E. MAGE (Voyage dans le Soudan occidental
Sénégambie Niger, 1868).

« Vous êtes de ceux qui croient plus que jamais à l'avenir de notre établissement à la côte d'Afrique et à l'utilité de la race noire sur la surface du globe, sans qu'il soit nécessaire de la priver de ses droits imprescriptibles à la famille et à la liberté individuelle...

<< Si ce n'est pas l'enthousiasme religieux, si ce n'est pas le culte exclusif de la science qui vous guidaient, c'étaient des motifs aussi généreux et d'une utilité plus immédiate et plus pratique, car l'occupation et la domination françaises, c'est-à-dire la rédemption de ces malheureuses contrées, doivent suivre, sans beaucoup tarder, le sillon que vous leur avez tracé. »

(Le général FAIDHERBE à M. Mage. Bône, le 1er mai 1868.)

Leur lecture eût épargné quelques-unes des fautes, d'ailleurs réparables, qui déparent notre œuvre en Afrique occidentale.

Sans doute il y a des taches, même dans le soleil des tropiques, mais elles disparaissent dans l'éclat de l'œuvre accomplie, encore trop inconnue en France.

C'est très beau, c'est très réconfortant de sentir tous ces peuples qui se rapprochent de nous.

Leur effort pendant la guerre témoigne de leurs sentiments pour la métropole. C'est sans aucune préparation qu'il a été utilisé, car les services compétents s'étaient obstinément refusés à envisager l'emploi des noirs en cas de guerre européenne ; les levées d'hommes furent faites irrégulièrement, par à-coups; et malgré ces conditions fâcheuses, l'Afrique occidentale nous a fourni 164 000 hommes, qui ont montré la vaillance de leur race et leur amour du drapeau français. Jamais nous ne devons oublier le sang qu'ils ont généreusement versé avec le nôtre.

Matériel source:
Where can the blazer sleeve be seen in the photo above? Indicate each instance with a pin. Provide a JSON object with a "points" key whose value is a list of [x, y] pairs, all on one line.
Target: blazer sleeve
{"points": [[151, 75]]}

Objectif:
Rédigez la suite du texte sur l'œuvre française en Afrique occidentale, en reprenant juste après sa dernière phrase.

Résultat attendu:
En mars 1919, j'habitais à Mayence le palais du grand-duc de Hesse et je recevais chaque soir à ma table l'officier de garde. Le général Gouraud, de passage, avait bien voulu s'y arrêter; c'était un peloton sénégalais qui venait de lui rendre les honneurs, c'était un officier sénégalais qui s'asseyait à table au milieu de nous, grand, mince, avec un visage fin et intelligent, du plus beau noir. Je lui ai demandé son nom. « Touré, me dit-il. Mais c'est le nom de famille de l'almamy Samory. Je suis son fils, me répondit-il. Trois de mes frères ont été tués dans cette guerre. » Je réunissais, par hasard, le général Gouraud et son ancien prisonnier, l'un des enfants dont il avait remarqué le groupe << qui avait fort bon air ». Mais je crois bien que c'est là un fait unique, qu'on n'a jamais pu voir dans une autre armée que l'armée française, et il m'a

semblé que le cadre ajoutait même un peu à la valeur et à la signification de ce spectacle.

Nous faisions la guerre sans haine ; les populations délivrées accueillaient avec joie leurs libérateurs, mais, dans les ennemis mêmes, nous avons toujours vu nos soldats de demain.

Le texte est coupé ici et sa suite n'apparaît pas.